**To be done:**
Edit the records below, replacing every occurrence of "one dot per instance" with "a single point per instance" and leaving everything else unchanged.

**Source material:**
+ + + + + + +

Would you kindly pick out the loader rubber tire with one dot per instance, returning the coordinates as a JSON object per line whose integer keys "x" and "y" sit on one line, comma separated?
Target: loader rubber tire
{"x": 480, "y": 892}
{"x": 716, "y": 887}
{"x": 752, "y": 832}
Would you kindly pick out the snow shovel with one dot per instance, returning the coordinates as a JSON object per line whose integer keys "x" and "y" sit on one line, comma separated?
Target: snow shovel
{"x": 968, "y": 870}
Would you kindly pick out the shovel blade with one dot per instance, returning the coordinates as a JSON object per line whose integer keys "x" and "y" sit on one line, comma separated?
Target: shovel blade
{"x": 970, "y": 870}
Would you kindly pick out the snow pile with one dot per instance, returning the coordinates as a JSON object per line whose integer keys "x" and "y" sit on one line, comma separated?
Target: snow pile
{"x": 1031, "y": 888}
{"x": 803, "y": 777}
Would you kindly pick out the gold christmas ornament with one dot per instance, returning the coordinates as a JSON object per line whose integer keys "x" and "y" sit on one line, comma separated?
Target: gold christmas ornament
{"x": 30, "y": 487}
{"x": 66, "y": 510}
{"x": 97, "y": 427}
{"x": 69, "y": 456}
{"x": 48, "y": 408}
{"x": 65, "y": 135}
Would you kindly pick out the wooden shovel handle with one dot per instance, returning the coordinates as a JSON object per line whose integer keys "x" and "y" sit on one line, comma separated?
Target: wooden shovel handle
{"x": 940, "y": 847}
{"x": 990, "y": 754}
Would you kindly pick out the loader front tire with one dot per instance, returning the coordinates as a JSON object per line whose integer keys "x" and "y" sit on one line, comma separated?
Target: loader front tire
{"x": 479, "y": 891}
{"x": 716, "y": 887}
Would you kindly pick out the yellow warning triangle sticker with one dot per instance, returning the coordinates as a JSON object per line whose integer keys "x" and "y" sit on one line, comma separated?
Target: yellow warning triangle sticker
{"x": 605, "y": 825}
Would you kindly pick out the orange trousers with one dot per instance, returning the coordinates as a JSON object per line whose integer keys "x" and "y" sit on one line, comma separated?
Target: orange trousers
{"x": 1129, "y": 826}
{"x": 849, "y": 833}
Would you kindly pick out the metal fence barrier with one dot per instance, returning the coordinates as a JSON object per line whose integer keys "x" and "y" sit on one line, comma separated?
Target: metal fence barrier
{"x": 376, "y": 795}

+ + + + + + +

**Reply to the exercise:**
Would you kindly pick out the loader rubber tire with a single point per instance, returning the coordinates as a JSON object per line whose integer keys "x" and "y" sit on one line, comma separated?
Target: loader rubber tire
{"x": 480, "y": 892}
{"x": 716, "y": 887}
{"x": 752, "y": 832}
Would you kindly pick out the snow shovel with a single point per instance, returning the coordinates as a JSON object per line whose integer keys "x" and "y" sit on one line, comma separated?
Target: snow shovel
{"x": 968, "y": 870}
Would you kindly pick out the shovel blade with a single point per instance, returning the coordinates as a JSON object per line whose integer keys "x" and "y" sit on one line, comma separated?
Target: shovel blade
{"x": 970, "y": 870}
Would you kindly pick out the snow pile with a single point per instance, returning the coordinates as a JSON object per line whose integer keys "x" and "y" sit on one line, comma separated?
Target: snow pile
{"x": 1031, "y": 888}
{"x": 803, "y": 777}
Would you kindly pick out the gold christmas ornament with a single point per instance, returning the coordinates as a JSON object per line whose integer keys "x" and "y" sit on one line, comma separated?
Target: gold christmas ornament
{"x": 30, "y": 487}
{"x": 66, "y": 510}
{"x": 97, "y": 427}
{"x": 69, "y": 456}
{"x": 48, "y": 408}
{"x": 65, "y": 135}
Would you kindly pick out the wooden shovel handle with a single point per instance, returning the coordinates as a JSON object per line whose integer keys "x" and "y" sit on one line, comma separated?
Target: wooden shovel handle
{"x": 940, "y": 847}
{"x": 990, "y": 754}
Would you kindly pick out the loader front tire with a single point per instance, returning the coordinates as a JSON object per line whose integer keys "x" and "y" sit on one line, comma separated?
Target: loader front tire
{"x": 479, "y": 891}
{"x": 716, "y": 887}
Would you kindly pick out the yellow warning triangle sticker with a single point per instance, returning the coordinates as a JSON object per line whose integer keys "x" and "y" sit on one line, comma separated?
Target: yellow warning triangle sticker
{"x": 605, "y": 825}
Would you kindly pick out the orange trousers with a single point per instance, returning the coordinates as a JSON object per line whose integer keys "x" and "y" sit on one line, comma separated?
Target: orange trousers
{"x": 1129, "y": 826}
{"x": 849, "y": 833}
Would you kindly pick out the metal fence barrier with a single point per instance, returning the coordinates as a JSON object per line whose integer keys "x" and "y" sit on one line, comma separated?
Target: metal fence barrier
{"x": 376, "y": 795}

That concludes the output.